* **Action item**
Could you copy every entry exactly, with nothing changed?

[[ Records supplied open ]]

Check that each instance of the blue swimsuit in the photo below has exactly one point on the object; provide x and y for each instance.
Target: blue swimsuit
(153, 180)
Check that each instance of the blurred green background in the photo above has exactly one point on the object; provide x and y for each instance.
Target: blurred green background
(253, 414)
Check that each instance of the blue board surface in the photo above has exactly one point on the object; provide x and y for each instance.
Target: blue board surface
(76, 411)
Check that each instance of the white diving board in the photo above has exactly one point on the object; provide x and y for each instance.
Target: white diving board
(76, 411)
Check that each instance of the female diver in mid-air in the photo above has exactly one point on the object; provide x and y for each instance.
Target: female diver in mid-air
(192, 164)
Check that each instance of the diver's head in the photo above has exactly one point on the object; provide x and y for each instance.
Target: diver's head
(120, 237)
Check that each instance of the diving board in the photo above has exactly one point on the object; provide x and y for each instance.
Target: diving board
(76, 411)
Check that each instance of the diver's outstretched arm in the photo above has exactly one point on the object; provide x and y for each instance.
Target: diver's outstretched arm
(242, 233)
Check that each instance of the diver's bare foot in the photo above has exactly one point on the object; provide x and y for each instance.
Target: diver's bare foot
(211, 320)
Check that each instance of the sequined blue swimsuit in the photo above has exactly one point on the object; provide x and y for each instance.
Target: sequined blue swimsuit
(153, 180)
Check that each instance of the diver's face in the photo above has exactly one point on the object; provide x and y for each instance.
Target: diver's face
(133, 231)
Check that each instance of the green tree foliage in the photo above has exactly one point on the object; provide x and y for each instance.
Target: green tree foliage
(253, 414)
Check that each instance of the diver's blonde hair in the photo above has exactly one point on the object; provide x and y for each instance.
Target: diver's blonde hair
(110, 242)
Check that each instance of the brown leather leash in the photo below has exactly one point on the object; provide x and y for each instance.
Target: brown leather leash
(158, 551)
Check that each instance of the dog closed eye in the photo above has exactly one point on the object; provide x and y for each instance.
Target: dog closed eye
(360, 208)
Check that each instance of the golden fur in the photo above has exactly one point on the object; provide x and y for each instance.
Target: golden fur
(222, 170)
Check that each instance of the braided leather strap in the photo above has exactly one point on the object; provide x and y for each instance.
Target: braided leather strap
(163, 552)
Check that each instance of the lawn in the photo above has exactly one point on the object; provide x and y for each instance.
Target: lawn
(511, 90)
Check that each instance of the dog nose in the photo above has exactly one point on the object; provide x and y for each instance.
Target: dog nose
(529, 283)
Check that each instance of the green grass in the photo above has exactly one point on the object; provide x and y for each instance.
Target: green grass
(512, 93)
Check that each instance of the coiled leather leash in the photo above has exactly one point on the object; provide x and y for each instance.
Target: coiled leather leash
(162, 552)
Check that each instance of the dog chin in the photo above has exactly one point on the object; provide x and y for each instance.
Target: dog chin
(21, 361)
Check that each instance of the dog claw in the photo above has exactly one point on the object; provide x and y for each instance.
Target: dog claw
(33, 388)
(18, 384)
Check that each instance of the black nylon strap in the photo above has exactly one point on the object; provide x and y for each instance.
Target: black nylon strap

[[ Records supplied closed ]]

* **Exercise response**
Check that each instance of the blue swimsuit in the photo below has exactly one point on the object; provide x and y for each instance.
Target: blue swimsuit
(153, 180)
Check that each instance of the blurred green background in the photo above has exactly one point on the object; provide x and y for each instance.
Target: blurred green background
(253, 414)
Check that each instance of the blue board surface in the photo above has exactly one point on the object; provide x and y for each instance.
Target: blue board surface
(76, 411)
Check that each instance of the white diving board in the photo above has exactly one point on the object; provide x and y for each instance.
Target: white diving board
(76, 411)
Check that each instance of the female diver in mid-air in the photo above has exactly one point on the object; provide x and y for each instance.
Target: female diver in mid-air
(192, 164)
Check that each instance of the diver's head in the photo above has exactly one point on the object; provide x and y for each instance.
Target: diver's head
(120, 237)
Check that each instance of the diving board in the photo above has exactly one point on the object; provide x and y for each instance.
Target: diving board
(76, 411)
Check that each instance of the diver's outstretched arm in the photo above has exactly one point on the object; provide x and y for each instance.
Target: diver's outstretched arm
(242, 233)
Check that each instance of the diver's bare foot in the photo above has exactly one point on the object; provide x and y for each instance.
Target: diver's bare foot
(211, 320)
Check that each instance of the sequined blue swimsuit in the photo above has exactly one point on the object; provide x and y for each instance.
Target: sequined blue swimsuit
(153, 180)
Check that each instance of the diver's face in the photo above has exactly one point on the object; provide x and y for each instance.
Target: diver's face
(133, 231)
Check that each instance of the green tree foliage in the photo above has exactly one point on the object; provide x and y for each instance.
Target: green tree foliage
(253, 414)
Check that each instance of the diver's blonde hair in the photo above has exactly one point on the object; provide x and y for each instance.
Target: diver's blonde hair
(110, 242)
Check that each instance of the brown leather leash in the photo below has exactly one point on the object; provide x and y for each instance.
Target: brown leather leash
(158, 551)
Check that each instance of the dog closed eye in the photo above has exactly one point on the object; provide x and y for each instance.
Target: dog closed eye
(360, 208)
Check that each instance of the golden fur in the photo above has exactly one point on the object; provide x and y for each instance.
Target: golden fur
(222, 170)
Check that each instance of the braided leather strap in the photo above has exactly one point on the object; provide x and y for each instance.
Target: braided leather strap
(163, 552)
Check that each instance of the lawn in the photo above has exactly one point on the object; provide x and y for each instance.
Target: lawn
(511, 90)
Check that each instance of the dog nose in the photo above has exactly one point on the object; provide x and y for each instance.
Target: dog nose
(529, 283)
Check that each instance of the green grass in the photo above has exactly one point on the object; provide x and y for each instance.
Target: green grass
(512, 93)
Check that each instance of the coiled leather leash in the photo above has exactly one point on the object; provide x and y for each instance.
Target: coiled leather leash
(162, 552)
Check that each instance of the dog chin in the photo above has exactly one point on the object; provide x and y for each instance.
Target: dog chin
(21, 361)
Check that each instance of the dog claw in the photo above has exactly one point on the object; provide x and y for each instance.
Target: dog claw
(33, 388)
(18, 384)
Check that each instance of the black nylon strap in the photo above has exactly one point on the object; provide x and y for each instance.
Target: black nylon strap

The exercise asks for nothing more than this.